■ TASK OBJECTIVE ■
Locate each line in the rows below that contains the string "clicks" and copy it out in full. Case counts.
- - - -
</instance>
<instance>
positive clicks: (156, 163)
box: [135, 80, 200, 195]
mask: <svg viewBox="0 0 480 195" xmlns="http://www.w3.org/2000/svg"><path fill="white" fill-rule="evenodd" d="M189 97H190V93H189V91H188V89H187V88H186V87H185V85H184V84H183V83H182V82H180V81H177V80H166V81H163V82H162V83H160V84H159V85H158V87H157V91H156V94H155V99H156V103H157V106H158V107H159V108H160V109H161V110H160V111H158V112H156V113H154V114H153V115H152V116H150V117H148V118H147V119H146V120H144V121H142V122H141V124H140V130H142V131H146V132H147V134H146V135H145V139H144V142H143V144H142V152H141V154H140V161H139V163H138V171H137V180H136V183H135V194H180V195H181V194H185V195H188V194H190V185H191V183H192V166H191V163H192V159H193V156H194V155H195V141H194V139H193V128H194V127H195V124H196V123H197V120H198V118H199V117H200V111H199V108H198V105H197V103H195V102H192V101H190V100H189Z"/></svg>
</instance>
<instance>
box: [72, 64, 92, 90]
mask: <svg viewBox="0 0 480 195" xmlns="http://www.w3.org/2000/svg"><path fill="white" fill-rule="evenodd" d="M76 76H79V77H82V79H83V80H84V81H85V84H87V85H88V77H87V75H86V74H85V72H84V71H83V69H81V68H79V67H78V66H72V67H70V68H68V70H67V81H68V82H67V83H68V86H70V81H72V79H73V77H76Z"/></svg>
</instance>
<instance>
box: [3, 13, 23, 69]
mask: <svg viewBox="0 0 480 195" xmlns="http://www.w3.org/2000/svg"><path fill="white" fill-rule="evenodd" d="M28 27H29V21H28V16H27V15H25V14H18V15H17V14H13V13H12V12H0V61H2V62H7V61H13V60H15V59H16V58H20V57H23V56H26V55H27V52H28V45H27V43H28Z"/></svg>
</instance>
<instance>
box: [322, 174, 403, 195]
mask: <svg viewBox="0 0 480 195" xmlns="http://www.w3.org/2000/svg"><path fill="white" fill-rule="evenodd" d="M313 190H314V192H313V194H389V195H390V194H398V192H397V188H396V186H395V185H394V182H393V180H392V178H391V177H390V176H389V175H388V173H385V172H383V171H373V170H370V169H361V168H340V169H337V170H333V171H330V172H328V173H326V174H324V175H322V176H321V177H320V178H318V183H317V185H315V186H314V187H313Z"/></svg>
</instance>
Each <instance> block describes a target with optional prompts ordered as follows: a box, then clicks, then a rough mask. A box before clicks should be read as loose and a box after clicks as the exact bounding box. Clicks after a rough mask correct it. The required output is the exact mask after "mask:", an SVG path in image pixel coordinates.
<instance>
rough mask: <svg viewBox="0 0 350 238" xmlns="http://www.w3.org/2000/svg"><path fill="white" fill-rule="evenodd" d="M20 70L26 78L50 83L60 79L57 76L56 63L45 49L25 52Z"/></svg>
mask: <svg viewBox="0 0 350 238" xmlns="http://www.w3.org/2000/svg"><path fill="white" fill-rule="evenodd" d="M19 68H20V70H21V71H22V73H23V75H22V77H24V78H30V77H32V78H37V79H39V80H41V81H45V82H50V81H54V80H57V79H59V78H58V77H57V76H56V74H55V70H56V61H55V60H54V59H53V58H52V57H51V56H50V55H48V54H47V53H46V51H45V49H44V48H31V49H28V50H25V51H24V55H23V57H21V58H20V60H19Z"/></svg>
- - - -
■ EXERCISE SOLUTION ■
positive clicks: (156, 163)
Each <instance> block describes a target with optional prompts ordered as follows: a box, then clicks, then a rough mask. A box before clicks should be read as loose and a box after clicks as the exact bounding box. Clicks after a rough mask correct it. The required output is the exact mask after "mask:", an SVG path in image pixel coordinates.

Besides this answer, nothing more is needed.